**PASSAGE TO READ**:
Start
Celeste Is Certainly a Mountain Worth Climbing    4.5/5 stars

Celeste came about when Noel Berry and Matt Thorson (of Towerfall fame) created the original version in four hours for a game jam event. This version is more of a classic platformer geared toward precision movement and speedrunning in mind (and similar to the mini-game you can find in the completed version of Celeste) and it garnered so much attention and rave reviews that many clamored for a full, polished version. Thus, Celeste as we now know it was born and, while still retaining those original elements, is much more fleshed out with better mechanics and a moving story - not to mention one of the best soundtracks to come out in a long time.

Presentation: Celeste is a retro-styled platformer and superbly charming despite its inherent difficulty. While the characters aren't fully voiced (with "voices" reminding me of the "wob wob" Charlie Brown adults, but much more polished with pitch and inflection matching the characters), there are animated scenes where characters interact that look very nice. That design reminded me a bit of Akira Toriyama of Dragonball fame.

The main game has several levels, from a run-down inn to a Cthulhu-inspired temple to dank caves to an abandoned town. And each level has some unique mechanics - wind, teleporting, flying and more. The mechanics are simple - jump, dash, climb - but despite this simplicity offers a truly impressive range - and, believe me, you will die... a lot. But each death is a lesson, so learn my young grasshopper, adapt and survive.

You can't mention Celeste without talking about the absolutely dynamite soundtrack. From beautiful melodies to heart-pumping boss battles - the soundtrack is probably the first in a long time that has left a lasting impression on me. And it fits the game like a glove - Lena Raine (composer) is the true hero behind Celeste and makes the game that much more worthwhile.

Story: On the surface, Celeste provides you a simple story of Madeline, a young woman who wants to climb the titular Celeste Mountain, despite her clear lack of mountain climbing experience. Early on an Old Woman teases and warns her about the hard and dangerous climb, but Madeline is determined to press on. She meets Theo, an urban explorer/rampant selfie taker who is likewise on a similar personal quest and the two form a friendship. But soon we realize this isn't just a mountain to climb as Madeline is battling something much more profound - herself. A shadow version (Part of Her or Badeline) belittles and follows her on this journey, causing all kinds of problems, including tormenting a poor ghost innkeeper, Mr. Oshiro and turning him bad.

Celeste is a story that will connect with some people more than others, as it deals with surprisingly deep issues like depression and self-worth. For a devious platformer, it actually delivers a heartfelt story with a good message.
End
**WHAT YOU NEED TO DO**: Write the next part of the Celeste review, starting right after its last sentence.

**INFORMATION SUPPLIED**:
Start
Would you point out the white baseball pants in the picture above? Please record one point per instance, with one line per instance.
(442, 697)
End
**EXERCISE ANSWER**:
Gameplay: As I said, Celeste is easy to learn, difficult to master. You only have a few mechanics to worry about - jumping (easy enough), Climbing (you can only climb so long before fatigue sets in) and the Dash (each direction - plus the four inter-directions). The game is highly sensitive and I often found my dash off by a bit, going the wrong way but what's one more death among thousands, right? Still, these three mechanics are joined by several level-specific designs and mechanics of their own. Take the run-down inn: the levels are covered in a dark substance that instantly kills you, dust-ball type enemies go back and forth that will instantly kill you, wriggling black death sprouts from platforms you land on - and, you guessed it, leads to instant death. Other levels feature wind mechanics, a flying feather, orbs that teleport you, crystals that offer you an extra dash and spikes - just spikes everywhere. Each level adds a bit of spice, not to mention those extra Strawberry collectibles (that offer more challenge) as well as uncovering the more well-hidden B-Sides that unlock tougher versions of each level.

For such a simple premise, Celeste offers a lot of challenge. I'm not usually one to get into these punishing platformers, but I was convinced it would be perfect for THEDisgruntledwarf to stream - and, no lie, did elicit plenty of colorful language as the later stages proved difficult to say the least. But I can also say the challenge wasn't punishment for the sake of punishment - you really feel a sense of accomplishment when you complete a particularly difficult section. And because it has an actual story, that accomplishment feels so much better each time.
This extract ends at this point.